TASK REQUIREMENTS: Starting at the item that contains "Where can the stack" and ending at the last item, reproduce each item in full, raising every x and y coordinate in its answer by 19.
◇ ◇ ◇ ◇ ◇ ◇ ◇
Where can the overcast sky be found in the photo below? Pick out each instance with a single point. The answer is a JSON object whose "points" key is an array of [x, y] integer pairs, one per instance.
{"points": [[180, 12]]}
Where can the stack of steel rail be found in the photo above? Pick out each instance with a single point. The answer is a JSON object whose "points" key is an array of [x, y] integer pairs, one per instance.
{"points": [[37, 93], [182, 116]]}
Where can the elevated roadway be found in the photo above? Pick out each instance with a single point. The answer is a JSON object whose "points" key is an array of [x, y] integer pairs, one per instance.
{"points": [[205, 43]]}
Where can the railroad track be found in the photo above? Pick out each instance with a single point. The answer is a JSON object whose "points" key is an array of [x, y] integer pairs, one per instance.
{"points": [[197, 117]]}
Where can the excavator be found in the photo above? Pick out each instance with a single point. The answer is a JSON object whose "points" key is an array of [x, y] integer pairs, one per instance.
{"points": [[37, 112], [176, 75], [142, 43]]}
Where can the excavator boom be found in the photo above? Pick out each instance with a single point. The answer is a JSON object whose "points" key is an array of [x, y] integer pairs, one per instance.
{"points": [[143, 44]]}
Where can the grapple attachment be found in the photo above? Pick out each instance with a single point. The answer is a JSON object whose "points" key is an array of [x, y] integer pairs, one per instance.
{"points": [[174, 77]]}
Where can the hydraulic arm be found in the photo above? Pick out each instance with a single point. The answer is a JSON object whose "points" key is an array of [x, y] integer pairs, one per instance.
◇ ◇ ◇ ◇ ◇ ◇ ◇
EXERCISE ANSWER:
Where can the stack of steel rail be found in the photo above? Pick out each instance with a single point. The answer is a JSON object whose "points" key is an array of [x, y] integer pairs, one per instance.
{"points": [[56, 112], [201, 135]]}
Where can the elevated roadway be found in the photo above? Pick out each instance with a single point. The answer is a JSON object whose "points" key is an array of [x, y] integer pairs, one per instance.
{"points": [[224, 62]]}
Where can the railroad track be found in the photo above? Pick out each instance with a single point. The answer is a JSON object whose "points" key is an array of [x, y] integer pairs, one per instance.
{"points": [[216, 136]]}
Where can the excavator be found in the photo above? Pick out each instance with a single point. The answer is a JSON object whose "points" key is an array of [x, y] integer pairs, one per instance.
{"points": [[56, 131], [195, 94], [161, 62]]}
Where can the excavator boom be found in the photo above? Pick out each instance with a single point. The answer is a JSON object whose "points" key is an array of [x, y] integer pairs, one per instance.
{"points": [[162, 63]]}
Where can the grapple attachment be found in the photo above? Pick out each instance with a single point. The answer is a JSON object whose "points" key is an array of [x, y] integer pairs, one per instance.
{"points": [[193, 96]]}
Where can the hydraulic arm be found in the photo above? Pick out each instance with a single point. The answer is a JSON object whose "points" key is an array of [x, y] integer pairs, one per instance.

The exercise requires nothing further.